» **Images for object localization**
□ □ □

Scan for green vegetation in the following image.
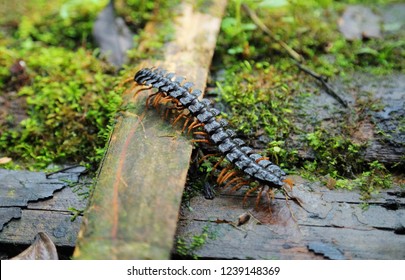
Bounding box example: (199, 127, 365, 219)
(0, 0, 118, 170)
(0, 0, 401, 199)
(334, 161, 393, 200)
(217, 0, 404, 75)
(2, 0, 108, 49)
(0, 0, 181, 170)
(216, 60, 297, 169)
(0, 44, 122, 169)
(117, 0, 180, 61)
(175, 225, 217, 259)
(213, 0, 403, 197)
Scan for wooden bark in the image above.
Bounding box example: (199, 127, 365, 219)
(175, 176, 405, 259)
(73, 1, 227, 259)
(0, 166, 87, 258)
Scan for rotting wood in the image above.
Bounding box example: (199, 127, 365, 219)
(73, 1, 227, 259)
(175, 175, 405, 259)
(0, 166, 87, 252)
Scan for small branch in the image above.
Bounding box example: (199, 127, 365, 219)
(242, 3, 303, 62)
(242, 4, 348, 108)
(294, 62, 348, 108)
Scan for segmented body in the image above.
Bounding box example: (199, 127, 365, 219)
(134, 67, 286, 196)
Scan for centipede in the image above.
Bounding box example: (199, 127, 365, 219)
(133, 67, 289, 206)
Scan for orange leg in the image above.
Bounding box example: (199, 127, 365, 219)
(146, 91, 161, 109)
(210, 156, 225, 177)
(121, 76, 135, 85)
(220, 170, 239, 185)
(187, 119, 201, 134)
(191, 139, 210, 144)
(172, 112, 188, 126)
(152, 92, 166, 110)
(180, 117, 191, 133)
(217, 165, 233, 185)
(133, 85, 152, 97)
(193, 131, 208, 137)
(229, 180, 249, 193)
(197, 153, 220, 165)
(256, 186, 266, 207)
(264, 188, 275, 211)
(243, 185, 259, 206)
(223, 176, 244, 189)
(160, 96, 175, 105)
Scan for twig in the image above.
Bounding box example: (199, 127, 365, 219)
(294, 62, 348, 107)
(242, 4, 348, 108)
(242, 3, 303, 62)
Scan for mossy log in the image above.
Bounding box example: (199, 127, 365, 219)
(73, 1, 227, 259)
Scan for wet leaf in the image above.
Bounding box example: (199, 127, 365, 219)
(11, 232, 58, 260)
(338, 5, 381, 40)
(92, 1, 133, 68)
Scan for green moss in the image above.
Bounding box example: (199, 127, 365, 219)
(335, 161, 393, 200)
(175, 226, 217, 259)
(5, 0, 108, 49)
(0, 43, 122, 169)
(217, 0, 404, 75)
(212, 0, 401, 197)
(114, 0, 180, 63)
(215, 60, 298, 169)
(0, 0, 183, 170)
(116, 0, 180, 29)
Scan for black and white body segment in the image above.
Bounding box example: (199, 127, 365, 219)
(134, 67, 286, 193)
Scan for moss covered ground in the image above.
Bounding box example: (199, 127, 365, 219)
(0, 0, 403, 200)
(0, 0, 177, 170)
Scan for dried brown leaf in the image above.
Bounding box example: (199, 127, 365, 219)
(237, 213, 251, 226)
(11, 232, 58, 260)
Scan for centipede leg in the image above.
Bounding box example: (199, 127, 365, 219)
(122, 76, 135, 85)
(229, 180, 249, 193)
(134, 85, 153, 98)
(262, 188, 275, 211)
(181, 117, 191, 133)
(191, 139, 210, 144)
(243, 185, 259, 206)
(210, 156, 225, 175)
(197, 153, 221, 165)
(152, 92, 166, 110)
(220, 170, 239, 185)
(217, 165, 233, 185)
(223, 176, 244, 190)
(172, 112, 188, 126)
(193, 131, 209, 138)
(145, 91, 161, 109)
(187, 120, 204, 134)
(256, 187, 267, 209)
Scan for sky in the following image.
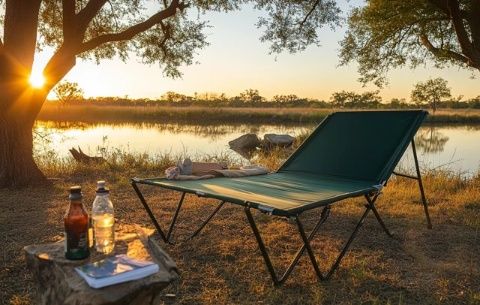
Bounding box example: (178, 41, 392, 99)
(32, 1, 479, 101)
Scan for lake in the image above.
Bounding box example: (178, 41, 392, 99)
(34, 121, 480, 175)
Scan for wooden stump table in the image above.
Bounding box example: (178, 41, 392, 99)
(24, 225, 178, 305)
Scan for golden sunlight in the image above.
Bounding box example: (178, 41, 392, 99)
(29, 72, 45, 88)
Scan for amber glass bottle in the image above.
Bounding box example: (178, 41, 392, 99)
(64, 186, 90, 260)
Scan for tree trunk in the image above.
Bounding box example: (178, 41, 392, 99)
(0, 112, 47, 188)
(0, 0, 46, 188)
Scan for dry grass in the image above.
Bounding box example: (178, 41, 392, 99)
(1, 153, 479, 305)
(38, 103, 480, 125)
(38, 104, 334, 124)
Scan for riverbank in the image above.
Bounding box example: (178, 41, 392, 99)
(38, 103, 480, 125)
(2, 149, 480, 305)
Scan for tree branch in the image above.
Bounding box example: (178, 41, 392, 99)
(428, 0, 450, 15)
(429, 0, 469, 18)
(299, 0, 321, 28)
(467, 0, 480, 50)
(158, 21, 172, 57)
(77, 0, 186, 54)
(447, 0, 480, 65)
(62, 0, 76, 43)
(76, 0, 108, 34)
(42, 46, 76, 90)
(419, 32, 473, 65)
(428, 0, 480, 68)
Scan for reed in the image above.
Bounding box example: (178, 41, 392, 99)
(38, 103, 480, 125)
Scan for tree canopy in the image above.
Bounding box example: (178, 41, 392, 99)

□ □ □

Reproduce every line above that contains the string "branch".

Scan for small branch in the image above.
Scan for tree branch in the image above.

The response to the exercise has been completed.